### [YOUR INSTRUCTIONS]
Find each line in the entries below that contains the word "white", and copy every such line.

### [Records of labeled boxes]
--------------------

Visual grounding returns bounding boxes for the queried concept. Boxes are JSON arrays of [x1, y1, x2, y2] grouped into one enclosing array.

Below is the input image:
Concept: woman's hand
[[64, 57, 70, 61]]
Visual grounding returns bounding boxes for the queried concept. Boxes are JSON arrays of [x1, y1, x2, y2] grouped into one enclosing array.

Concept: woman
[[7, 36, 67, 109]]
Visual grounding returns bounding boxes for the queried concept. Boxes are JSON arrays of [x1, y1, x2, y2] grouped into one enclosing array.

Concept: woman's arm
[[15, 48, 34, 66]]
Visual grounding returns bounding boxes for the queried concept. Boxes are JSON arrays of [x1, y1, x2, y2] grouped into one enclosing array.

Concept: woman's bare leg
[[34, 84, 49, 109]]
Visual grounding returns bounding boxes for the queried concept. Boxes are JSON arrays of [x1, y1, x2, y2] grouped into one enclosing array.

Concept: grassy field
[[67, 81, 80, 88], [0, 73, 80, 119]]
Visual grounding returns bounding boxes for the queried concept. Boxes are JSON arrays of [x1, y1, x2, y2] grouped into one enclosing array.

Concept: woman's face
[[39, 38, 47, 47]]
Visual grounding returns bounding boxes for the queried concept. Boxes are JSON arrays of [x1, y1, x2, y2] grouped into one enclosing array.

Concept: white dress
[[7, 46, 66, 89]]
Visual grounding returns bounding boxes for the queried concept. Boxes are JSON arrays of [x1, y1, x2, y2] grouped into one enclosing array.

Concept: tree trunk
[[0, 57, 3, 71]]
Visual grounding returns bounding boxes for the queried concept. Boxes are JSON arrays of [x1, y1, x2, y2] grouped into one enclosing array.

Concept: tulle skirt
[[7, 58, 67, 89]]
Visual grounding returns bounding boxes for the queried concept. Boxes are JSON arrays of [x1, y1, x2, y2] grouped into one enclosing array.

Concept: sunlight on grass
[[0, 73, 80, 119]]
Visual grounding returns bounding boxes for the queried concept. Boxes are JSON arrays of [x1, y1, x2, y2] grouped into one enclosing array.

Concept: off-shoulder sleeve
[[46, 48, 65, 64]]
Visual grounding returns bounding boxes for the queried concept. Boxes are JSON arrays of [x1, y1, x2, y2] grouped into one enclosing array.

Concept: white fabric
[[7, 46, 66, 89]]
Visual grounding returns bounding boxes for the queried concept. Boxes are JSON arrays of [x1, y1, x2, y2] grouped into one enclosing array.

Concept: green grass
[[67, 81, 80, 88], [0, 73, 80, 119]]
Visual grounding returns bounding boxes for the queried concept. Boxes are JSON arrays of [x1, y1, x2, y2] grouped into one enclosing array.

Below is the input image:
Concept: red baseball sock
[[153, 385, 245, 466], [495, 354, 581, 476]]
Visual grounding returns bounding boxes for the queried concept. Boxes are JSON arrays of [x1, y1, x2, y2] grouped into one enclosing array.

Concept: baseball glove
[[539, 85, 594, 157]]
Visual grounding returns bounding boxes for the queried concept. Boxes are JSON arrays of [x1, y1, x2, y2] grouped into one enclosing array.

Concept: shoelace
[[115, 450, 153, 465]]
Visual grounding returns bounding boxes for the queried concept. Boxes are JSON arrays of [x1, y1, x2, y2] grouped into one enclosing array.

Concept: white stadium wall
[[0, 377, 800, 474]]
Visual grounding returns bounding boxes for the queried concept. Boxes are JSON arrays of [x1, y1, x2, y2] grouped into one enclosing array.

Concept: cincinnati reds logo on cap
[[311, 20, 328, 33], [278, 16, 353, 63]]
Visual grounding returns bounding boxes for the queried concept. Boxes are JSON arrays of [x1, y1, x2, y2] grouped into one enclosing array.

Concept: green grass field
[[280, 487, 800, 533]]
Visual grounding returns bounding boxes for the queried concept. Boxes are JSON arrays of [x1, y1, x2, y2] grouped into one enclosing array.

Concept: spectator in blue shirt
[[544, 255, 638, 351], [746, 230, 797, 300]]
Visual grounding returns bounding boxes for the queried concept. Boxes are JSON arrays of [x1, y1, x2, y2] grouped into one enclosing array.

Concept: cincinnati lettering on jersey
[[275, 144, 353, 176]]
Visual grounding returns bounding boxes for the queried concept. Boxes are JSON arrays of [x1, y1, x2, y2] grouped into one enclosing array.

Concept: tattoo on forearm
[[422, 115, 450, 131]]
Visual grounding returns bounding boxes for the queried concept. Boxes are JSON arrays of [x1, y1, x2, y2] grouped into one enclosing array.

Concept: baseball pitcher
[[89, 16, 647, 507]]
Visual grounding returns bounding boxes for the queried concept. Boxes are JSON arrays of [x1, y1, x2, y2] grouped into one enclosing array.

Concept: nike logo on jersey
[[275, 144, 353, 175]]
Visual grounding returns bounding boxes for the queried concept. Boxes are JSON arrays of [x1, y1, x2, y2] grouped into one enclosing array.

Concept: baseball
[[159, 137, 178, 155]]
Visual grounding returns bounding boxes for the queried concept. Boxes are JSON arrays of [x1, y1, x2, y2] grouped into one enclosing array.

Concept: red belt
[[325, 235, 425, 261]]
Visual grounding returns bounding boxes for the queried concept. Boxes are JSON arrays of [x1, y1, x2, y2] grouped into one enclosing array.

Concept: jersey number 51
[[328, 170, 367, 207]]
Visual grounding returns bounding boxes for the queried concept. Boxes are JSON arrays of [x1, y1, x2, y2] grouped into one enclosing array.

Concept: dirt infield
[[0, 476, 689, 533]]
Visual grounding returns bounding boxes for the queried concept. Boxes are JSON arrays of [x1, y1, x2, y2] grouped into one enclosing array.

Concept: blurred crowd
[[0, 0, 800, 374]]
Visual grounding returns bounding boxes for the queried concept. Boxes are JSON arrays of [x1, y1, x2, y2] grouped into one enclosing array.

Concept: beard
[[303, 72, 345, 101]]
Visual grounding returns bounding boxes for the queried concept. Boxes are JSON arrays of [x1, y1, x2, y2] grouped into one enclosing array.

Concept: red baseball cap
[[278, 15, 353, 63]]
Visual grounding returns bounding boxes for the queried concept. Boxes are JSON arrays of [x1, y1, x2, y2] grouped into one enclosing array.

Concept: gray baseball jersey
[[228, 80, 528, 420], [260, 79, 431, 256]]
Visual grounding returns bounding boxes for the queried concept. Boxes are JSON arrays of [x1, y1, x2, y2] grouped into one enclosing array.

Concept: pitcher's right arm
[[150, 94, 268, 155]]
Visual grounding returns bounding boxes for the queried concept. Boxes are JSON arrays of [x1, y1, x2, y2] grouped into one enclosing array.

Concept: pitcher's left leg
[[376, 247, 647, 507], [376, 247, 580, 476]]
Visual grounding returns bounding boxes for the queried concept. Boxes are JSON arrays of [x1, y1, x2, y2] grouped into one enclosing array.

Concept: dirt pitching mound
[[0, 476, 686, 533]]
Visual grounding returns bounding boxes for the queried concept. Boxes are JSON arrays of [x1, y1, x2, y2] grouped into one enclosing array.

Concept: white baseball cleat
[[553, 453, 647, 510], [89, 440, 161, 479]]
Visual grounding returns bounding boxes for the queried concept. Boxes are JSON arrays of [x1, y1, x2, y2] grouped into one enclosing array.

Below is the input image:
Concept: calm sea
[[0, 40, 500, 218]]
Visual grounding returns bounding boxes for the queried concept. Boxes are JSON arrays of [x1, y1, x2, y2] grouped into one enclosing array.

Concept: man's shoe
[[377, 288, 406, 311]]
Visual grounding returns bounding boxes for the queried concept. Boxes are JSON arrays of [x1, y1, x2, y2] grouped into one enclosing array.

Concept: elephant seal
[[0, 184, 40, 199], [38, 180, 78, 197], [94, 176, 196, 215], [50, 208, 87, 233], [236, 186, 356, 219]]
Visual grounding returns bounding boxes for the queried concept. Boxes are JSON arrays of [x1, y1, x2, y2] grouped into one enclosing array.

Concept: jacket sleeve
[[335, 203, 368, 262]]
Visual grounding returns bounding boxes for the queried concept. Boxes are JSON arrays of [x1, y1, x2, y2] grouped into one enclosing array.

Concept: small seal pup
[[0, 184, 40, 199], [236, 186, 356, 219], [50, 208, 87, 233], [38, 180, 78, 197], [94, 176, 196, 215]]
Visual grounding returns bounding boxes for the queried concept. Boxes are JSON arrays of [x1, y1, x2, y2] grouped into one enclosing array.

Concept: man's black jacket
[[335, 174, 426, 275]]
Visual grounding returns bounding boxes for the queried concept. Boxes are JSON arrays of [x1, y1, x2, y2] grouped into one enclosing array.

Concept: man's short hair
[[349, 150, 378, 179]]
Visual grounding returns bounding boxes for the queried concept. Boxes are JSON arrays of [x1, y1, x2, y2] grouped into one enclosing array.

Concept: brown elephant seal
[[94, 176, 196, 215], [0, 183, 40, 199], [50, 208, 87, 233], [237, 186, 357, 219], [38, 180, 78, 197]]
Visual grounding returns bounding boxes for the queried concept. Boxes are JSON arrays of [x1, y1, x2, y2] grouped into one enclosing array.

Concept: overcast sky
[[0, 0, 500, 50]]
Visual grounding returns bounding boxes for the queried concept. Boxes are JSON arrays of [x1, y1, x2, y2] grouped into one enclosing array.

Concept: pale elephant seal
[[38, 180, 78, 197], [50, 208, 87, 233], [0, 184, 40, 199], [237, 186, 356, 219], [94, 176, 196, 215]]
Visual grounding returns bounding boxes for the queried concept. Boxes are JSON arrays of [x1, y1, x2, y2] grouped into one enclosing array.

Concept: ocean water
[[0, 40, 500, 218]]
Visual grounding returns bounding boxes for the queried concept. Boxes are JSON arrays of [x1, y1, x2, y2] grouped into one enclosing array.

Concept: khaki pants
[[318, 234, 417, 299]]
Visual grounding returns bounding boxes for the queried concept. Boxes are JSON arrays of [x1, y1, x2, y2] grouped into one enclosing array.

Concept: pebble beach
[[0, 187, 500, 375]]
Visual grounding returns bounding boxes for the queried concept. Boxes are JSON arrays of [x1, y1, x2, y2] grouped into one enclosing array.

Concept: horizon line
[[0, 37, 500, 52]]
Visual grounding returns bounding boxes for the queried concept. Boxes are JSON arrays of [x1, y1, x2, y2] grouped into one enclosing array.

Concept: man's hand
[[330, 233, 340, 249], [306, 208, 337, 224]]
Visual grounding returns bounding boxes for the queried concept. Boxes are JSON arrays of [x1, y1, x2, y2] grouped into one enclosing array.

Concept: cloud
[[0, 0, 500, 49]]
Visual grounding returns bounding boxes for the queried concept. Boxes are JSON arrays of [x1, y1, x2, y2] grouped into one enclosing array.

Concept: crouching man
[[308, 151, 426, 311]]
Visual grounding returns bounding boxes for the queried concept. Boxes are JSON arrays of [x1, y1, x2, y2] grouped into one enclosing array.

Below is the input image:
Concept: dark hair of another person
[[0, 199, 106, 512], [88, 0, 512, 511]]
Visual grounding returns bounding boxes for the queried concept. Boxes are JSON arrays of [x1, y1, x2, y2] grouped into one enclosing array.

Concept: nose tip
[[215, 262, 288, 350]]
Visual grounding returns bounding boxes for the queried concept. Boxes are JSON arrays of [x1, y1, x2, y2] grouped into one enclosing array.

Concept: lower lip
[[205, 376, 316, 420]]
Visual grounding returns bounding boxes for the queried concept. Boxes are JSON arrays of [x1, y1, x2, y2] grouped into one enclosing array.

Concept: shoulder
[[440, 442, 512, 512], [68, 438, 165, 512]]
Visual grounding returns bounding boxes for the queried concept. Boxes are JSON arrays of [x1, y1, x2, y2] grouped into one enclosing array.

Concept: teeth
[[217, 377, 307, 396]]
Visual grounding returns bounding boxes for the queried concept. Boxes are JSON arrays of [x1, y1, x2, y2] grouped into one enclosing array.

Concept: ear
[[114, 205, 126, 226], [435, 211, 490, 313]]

--------------------

### [TASK ANSWER]
Concept: white dress
Concept: white fabric
Concept: white stadium wall
Concept: white baseball cleat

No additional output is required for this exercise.